**SUPPLIED PASSAGE:**
==*==

EDIT: Don't think Pro has access to it, a typical prompt just hit the context limit.
The removal of extra pricing beyond 200k tokens may be Anthropic's salvo in the agent wars against GPT 5.4's 1M window and extra pricing for that.
Opus 4.6 is nuts. Everything I throw at it works. Frontend, backend, algorithms—it does not matter.
I start with a PRD, ask for a step-by-step plan, and just execute on each step at a time. Sometimes ideas are dumb, but checking and guiding step by step helps it ship working things in hours.
It was also the first AI I felt, "Damn, this thing is smarter than me."
The other crazy thing is that with today's tech, these things can be made to work at 1k tokens/sec with multiple agents working at the same time, each at that speed.
This is super exciting. I've been poking at it today, and it definitely changes my workflow -- I feel like a full three or four hour parallel coding session with subagents is now generally fitting into a single master session.
The stats claim Opus at 1M is about like 5.4 at 256k -- these needle long context tests don't always go with quality reasoning ability sadly -- but this is still a significant improvement, and I haven't seen dramatic falloff in my tests, unlike q4 '25 models.
p.s. what's up with sonnet 4.5 getting comparatively better as context got longer?
This is incredible. I just blew through $200 last night in a few hours on 1M context. This is like the best news I've heard all year in regards to my business.
What is OpenAIs response to this? Do they even have 1M context window or is it still opaque and "depends on the time of day"
I'm very happy about this change. For long sessions with Claude it was always like a punch to the gut when a compaction came along. Codex/GPT-5.4 is better with compactions so I switched to that to avoid the pain of the model suddenly forgetting key aspects of the work and making the same dumb errors all over again. I'm excited to return to Claude as my daily driver!
This is amazing. I have to test it with my reverse engineering workflow. I don't know how many people use CC for RE but it is really good at it.
Also it is really good for writing SketchUp plugins in ruby. It one shots plugins that are in some versions better then commercial one you can buy online.
CC will change development landscape so much in next year. It is exciting and terrifying in same time.
Do long sessions also burn through token budgets much faster?
If the chat client is resending the whole conversation each turn, then once you're deep into a session every request already includes tens of thousands of tokens of prior context. So a message at 70k tokens into a conversation is much "heavier" than one at 2k (at least in terms of input tokens). Yes?

==*==

(Referring-expression pointing data)
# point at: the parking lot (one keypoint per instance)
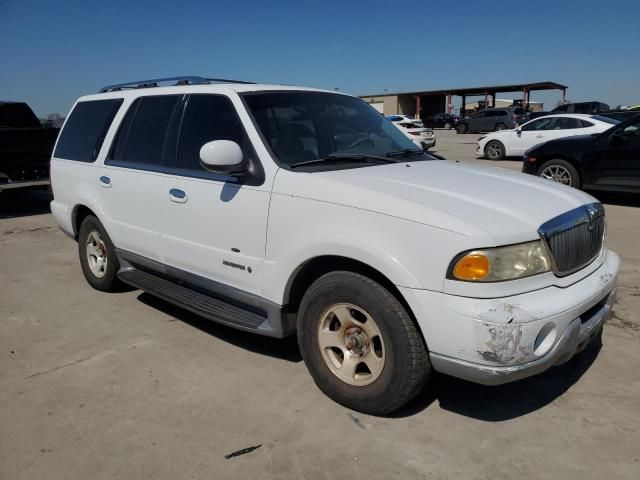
(97, 385)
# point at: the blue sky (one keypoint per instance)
(53, 52)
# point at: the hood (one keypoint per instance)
(500, 205)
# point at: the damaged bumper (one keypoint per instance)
(496, 341)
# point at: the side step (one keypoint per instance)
(204, 305)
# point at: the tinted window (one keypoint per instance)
(565, 123)
(84, 132)
(612, 121)
(207, 118)
(143, 132)
(300, 126)
(539, 124)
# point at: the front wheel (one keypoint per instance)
(560, 171)
(360, 344)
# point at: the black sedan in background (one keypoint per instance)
(441, 120)
(604, 161)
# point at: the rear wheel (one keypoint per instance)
(494, 150)
(560, 171)
(360, 344)
(97, 256)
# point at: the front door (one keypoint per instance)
(214, 226)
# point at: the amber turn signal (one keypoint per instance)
(473, 266)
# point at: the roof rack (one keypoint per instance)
(178, 81)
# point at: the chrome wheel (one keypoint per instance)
(557, 173)
(96, 254)
(494, 151)
(351, 344)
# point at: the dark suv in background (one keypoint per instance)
(488, 120)
(441, 120)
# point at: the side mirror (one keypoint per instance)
(223, 156)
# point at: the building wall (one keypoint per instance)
(390, 103)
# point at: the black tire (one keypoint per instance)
(109, 281)
(406, 367)
(547, 168)
(494, 150)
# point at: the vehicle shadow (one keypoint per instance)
(617, 198)
(284, 349)
(24, 203)
(504, 402)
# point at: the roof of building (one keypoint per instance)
(471, 91)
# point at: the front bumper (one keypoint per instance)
(500, 340)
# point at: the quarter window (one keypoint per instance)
(82, 136)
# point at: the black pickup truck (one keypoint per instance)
(25, 147)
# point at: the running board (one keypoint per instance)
(204, 305)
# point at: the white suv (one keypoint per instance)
(278, 209)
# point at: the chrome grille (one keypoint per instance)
(574, 239)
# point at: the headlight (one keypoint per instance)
(501, 263)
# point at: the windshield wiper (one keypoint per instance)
(355, 157)
(405, 153)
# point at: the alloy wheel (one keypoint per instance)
(557, 173)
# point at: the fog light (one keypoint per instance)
(545, 340)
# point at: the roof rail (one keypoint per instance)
(178, 81)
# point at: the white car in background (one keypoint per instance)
(513, 143)
(422, 137)
(405, 118)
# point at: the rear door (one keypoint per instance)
(132, 179)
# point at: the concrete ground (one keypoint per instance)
(108, 386)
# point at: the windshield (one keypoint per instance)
(606, 119)
(303, 126)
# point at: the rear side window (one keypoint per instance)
(207, 118)
(83, 134)
(142, 135)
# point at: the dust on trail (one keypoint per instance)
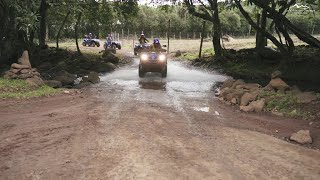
(128, 127)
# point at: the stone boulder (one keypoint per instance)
(248, 108)
(254, 106)
(249, 86)
(19, 66)
(111, 58)
(302, 137)
(228, 83)
(104, 67)
(93, 77)
(24, 59)
(306, 97)
(65, 78)
(279, 84)
(237, 82)
(276, 74)
(258, 105)
(178, 54)
(236, 93)
(35, 81)
(248, 97)
(82, 85)
(53, 83)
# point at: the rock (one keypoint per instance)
(25, 71)
(85, 79)
(302, 137)
(35, 81)
(258, 105)
(237, 82)
(93, 77)
(65, 78)
(15, 71)
(25, 76)
(249, 86)
(19, 66)
(111, 58)
(268, 88)
(225, 91)
(306, 97)
(248, 108)
(104, 67)
(178, 53)
(279, 84)
(82, 85)
(295, 90)
(236, 93)
(53, 83)
(228, 83)
(45, 66)
(234, 101)
(277, 113)
(248, 97)
(24, 60)
(276, 74)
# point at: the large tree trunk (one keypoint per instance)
(275, 15)
(76, 31)
(257, 28)
(43, 21)
(61, 27)
(261, 39)
(216, 30)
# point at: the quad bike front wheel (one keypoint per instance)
(164, 73)
(141, 72)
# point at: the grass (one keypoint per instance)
(284, 103)
(21, 89)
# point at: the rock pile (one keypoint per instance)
(237, 92)
(246, 95)
(23, 70)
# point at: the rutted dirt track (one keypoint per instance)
(131, 128)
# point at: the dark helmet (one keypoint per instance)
(156, 41)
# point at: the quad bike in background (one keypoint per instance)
(91, 42)
(153, 62)
(138, 48)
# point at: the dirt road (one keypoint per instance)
(150, 128)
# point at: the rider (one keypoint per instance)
(109, 39)
(143, 39)
(90, 36)
(156, 46)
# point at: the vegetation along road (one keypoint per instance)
(149, 128)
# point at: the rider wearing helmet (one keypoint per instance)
(143, 39)
(156, 46)
(90, 36)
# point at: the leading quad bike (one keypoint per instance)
(153, 62)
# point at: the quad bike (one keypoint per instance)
(91, 42)
(112, 44)
(153, 62)
(138, 48)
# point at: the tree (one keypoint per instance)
(208, 12)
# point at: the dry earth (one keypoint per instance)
(131, 128)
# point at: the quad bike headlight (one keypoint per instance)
(144, 57)
(162, 57)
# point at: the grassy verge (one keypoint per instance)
(21, 89)
(191, 56)
(287, 105)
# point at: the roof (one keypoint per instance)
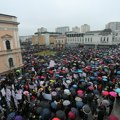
(9, 22)
(7, 15)
(47, 33)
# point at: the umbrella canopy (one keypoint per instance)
(118, 72)
(105, 93)
(118, 90)
(46, 113)
(66, 102)
(113, 117)
(39, 110)
(79, 104)
(86, 109)
(26, 93)
(60, 114)
(11, 116)
(80, 92)
(105, 103)
(113, 94)
(18, 117)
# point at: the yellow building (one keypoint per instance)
(45, 39)
(10, 52)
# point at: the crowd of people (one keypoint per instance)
(73, 84)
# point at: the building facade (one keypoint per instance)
(94, 39)
(62, 30)
(45, 39)
(85, 28)
(74, 39)
(61, 41)
(76, 29)
(42, 29)
(10, 52)
(114, 26)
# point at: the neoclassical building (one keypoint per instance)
(10, 52)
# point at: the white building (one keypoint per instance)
(25, 38)
(85, 28)
(113, 26)
(62, 30)
(61, 41)
(74, 39)
(76, 29)
(42, 29)
(93, 38)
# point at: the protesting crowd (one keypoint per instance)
(73, 84)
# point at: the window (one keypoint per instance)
(10, 60)
(8, 47)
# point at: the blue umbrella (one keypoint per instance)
(118, 90)
(11, 116)
(79, 104)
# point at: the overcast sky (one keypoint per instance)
(33, 14)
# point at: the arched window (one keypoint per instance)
(10, 60)
(8, 47)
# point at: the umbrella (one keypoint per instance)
(46, 113)
(18, 117)
(111, 83)
(105, 79)
(96, 91)
(91, 88)
(105, 103)
(11, 116)
(86, 109)
(113, 117)
(118, 90)
(66, 102)
(79, 71)
(39, 110)
(78, 99)
(53, 105)
(60, 114)
(105, 93)
(113, 94)
(79, 104)
(26, 93)
(118, 72)
(80, 92)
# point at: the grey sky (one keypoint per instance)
(33, 14)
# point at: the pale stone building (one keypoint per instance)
(10, 52)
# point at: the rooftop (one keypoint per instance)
(7, 15)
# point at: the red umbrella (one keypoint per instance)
(105, 93)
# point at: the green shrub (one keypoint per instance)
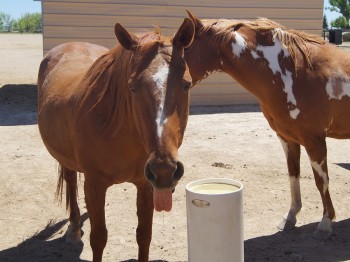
(346, 37)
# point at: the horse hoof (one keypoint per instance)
(321, 234)
(73, 238)
(286, 224)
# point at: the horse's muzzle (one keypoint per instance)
(163, 174)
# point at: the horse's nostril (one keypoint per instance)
(179, 171)
(149, 174)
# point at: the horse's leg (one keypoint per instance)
(95, 196)
(317, 151)
(145, 216)
(73, 231)
(292, 152)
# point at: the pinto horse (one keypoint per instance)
(301, 83)
(117, 116)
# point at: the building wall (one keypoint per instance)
(93, 21)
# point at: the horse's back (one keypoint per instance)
(67, 62)
(60, 73)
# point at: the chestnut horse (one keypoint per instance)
(117, 116)
(301, 83)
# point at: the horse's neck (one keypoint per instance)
(253, 67)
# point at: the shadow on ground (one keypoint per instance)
(205, 110)
(39, 248)
(18, 105)
(344, 165)
(298, 245)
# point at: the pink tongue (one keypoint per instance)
(162, 200)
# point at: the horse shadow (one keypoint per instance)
(298, 245)
(39, 248)
(18, 105)
(344, 165)
(220, 109)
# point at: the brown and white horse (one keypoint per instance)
(301, 83)
(117, 116)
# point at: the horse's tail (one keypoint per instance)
(59, 190)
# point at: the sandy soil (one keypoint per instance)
(231, 141)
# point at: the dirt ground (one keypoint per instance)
(228, 141)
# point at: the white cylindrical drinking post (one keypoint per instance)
(215, 220)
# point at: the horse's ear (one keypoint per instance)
(126, 40)
(184, 36)
(197, 23)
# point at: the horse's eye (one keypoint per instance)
(186, 84)
(131, 85)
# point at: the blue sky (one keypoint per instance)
(16, 8)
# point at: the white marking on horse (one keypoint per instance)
(271, 53)
(255, 54)
(160, 78)
(338, 88)
(284, 145)
(296, 196)
(294, 113)
(239, 45)
(325, 224)
(318, 168)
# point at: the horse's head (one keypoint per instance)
(159, 84)
(201, 56)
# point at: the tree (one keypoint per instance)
(29, 23)
(343, 7)
(325, 23)
(6, 22)
(340, 22)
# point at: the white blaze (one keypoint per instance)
(239, 46)
(160, 78)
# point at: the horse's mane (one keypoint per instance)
(107, 94)
(295, 41)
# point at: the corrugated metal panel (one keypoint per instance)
(93, 21)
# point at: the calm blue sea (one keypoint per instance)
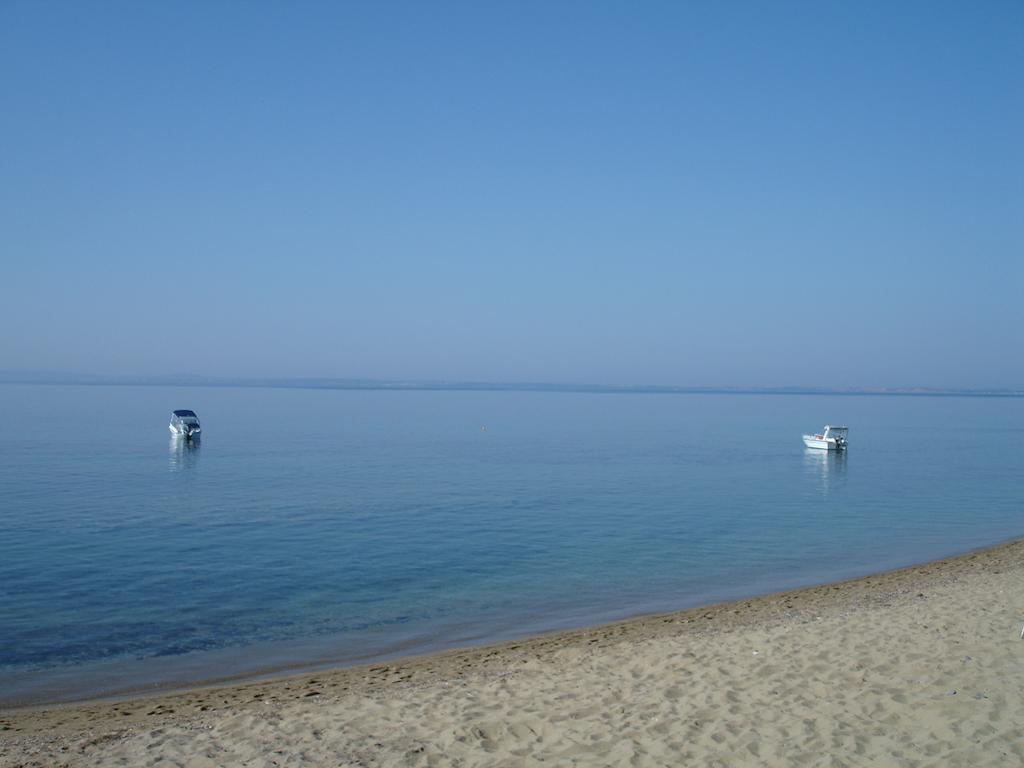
(324, 526)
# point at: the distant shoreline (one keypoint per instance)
(14, 377)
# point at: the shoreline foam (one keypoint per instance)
(861, 665)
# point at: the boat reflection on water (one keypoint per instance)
(827, 466)
(183, 455)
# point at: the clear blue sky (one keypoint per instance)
(613, 193)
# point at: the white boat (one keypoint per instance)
(830, 438)
(184, 424)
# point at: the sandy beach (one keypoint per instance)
(923, 666)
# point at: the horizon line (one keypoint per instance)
(341, 383)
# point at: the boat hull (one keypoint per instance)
(820, 443)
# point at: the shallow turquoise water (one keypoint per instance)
(332, 526)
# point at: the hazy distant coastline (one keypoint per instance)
(182, 380)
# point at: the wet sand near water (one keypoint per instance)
(918, 667)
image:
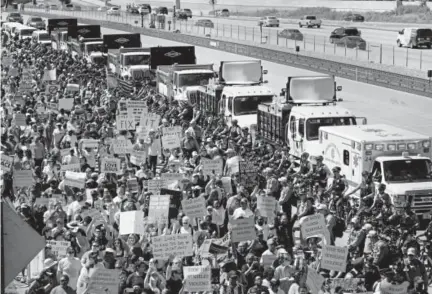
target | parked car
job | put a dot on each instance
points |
(269, 21)
(291, 34)
(351, 42)
(113, 11)
(204, 23)
(415, 37)
(310, 21)
(162, 10)
(354, 17)
(14, 17)
(36, 22)
(344, 32)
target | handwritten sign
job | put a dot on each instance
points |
(334, 258)
(110, 165)
(210, 167)
(194, 207)
(158, 208)
(243, 230)
(180, 245)
(171, 137)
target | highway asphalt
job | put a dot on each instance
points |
(381, 44)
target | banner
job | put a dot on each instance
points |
(125, 123)
(59, 248)
(132, 222)
(6, 163)
(104, 281)
(266, 206)
(110, 165)
(194, 207)
(179, 245)
(334, 258)
(210, 166)
(198, 278)
(23, 178)
(171, 137)
(243, 229)
(73, 179)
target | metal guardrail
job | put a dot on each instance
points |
(380, 78)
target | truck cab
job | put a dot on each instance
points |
(398, 158)
(237, 92)
(294, 120)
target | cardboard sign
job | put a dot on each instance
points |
(210, 167)
(313, 226)
(171, 137)
(6, 163)
(59, 248)
(198, 278)
(243, 229)
(158, 208)
(180, 245)
(104, 281)
(132, 222)
(125, 123)
(266, 206)
(74, 179)
(110, 165)
(194, 207)
(23, 178)
(334, 258)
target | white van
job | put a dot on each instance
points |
(415, 37)
(24, 32)
(41, 37)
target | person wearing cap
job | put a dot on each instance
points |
(416, 273)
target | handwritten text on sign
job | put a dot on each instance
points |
(178, 245)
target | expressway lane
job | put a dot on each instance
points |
(316, 40)
(379, 105)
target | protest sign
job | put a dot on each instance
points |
(194, 207)
(171, 137)
(248, 174)
(59, 248)
(71, 167)
(138, 157)
(23, 178)
(103, 280)
(314, 280)
(125, 123)
(198, 278)
(334, 258)
(158, 208)
(6, 163)
(266, 206)
(243, 229)
(20, 120)
(210, 167)
(154, 186)
(74, 179)
(180, 245)
(313, 226)
(110, 165)
(132, 222)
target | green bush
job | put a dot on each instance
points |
(405, 14)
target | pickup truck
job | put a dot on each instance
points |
(309, 21)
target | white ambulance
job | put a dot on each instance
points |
(398, 158)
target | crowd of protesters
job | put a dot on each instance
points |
(384, 247)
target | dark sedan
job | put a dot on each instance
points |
(14, 17)
(351, 42)
(207, 23)
(291, 34)
(354, 17)
(36, 22)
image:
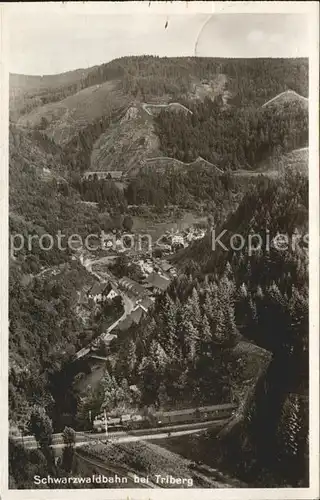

==*==

**TASK INSTRUCTIONS:**
1/ In the forum thread on Claude's 1M context window, copy the text from "Opus 4.6 is" up to and including "things in hours.".
2/ Name each distinct AI model in the forum thread on Claude's 1M context window that is given with a version number. Write each name once, as it first appears.
3/ Continue the forum thread on Claude's 1M context window with further comments, starting after its final sentence.

**EXERCISE RESPONSES:**
1/
Opus 4.6 is nuts. Everything I throw at it works. Frontend, backend, algorithms—it does not matter.
I start with a PRD, ask for a step-by-step plan, and just execute on each step at a time. Sometimes ideas are dumb, but checking and guiding step by step helps it ship working things in hours.

2/
GPT 5.4
Opus 4.6
sonnet 4.5

3/
I've been using Claude Code directly on my production servers to debug complex I/O bottlenecks and database locks. The ability of the latest models to hold the entire project context while suggesting real-time fixes is a game changer for solo founders. It helped me stabilize a security tool I’m building when other agents kept hallucinating.
All while their usage limits are so excessively shitty that I paid them 50$ just two days back cause I ran out of usage and they still blocked from using it during a critical work week (and did not refund my 50$ despite my emails and requests and route me to s*ty AI bot.). Anyway, I am using Copilot and OpenCode a lot more these days which is much better.
Compared to yesterday my Claude Max subscription burns usage like absolutely crazy (13% of weekly usage from fresh reset today with just a handful prompts on two new C++ projects, no deps) and has become unbearably slow (as in 1hr for a prompt response). GGWP Anthropic, it was great while it lasted but this isn't worth the hundreds of dollars.
Finally, I don't have to constantly reload my Extra Usage balance when I already pay $200/mo for their most expensive plan. I can't believe they even did that. I couldn't use 1M context at all because I already pay $200/mo and it was going to ask me for even more.
Next step should be to allow fast mode to draw from the $200/mo usage balance. Again, I pay $200/mo, I should at least be able to send a single message without being asked to cough up more. (One message in fast mode costs a few dollars each) One would think $200/mo would give me any measure of ability to use their more expensive capabilities but it seems it's bucketed to only the capabilities that are offered to even free users.
I've been avoiding context beyond 100k tokens in general. The performance is simply terrible. There's no training data for a megabyte of your very particular context.
If you are really interested in deep NIAH tasks, external symbolic recursion and self-similar prompts+tools are a much bigger unlock than more context window. Recursion and (most) tools tend to be fairly deterministic processes.
I generally prohibit tool calling in the first stack frame of complex agents in order to preserve context window for the overall task and human interaction. Most of the nasty token consumption happens in brief, nested conversations that pass summaries back up the call stack.
My main frustration with long-context coding sessions isn't just the limit itself, it's that after the fact it's hard to tell which turns
actually caused the context to bloat or the session to go off track.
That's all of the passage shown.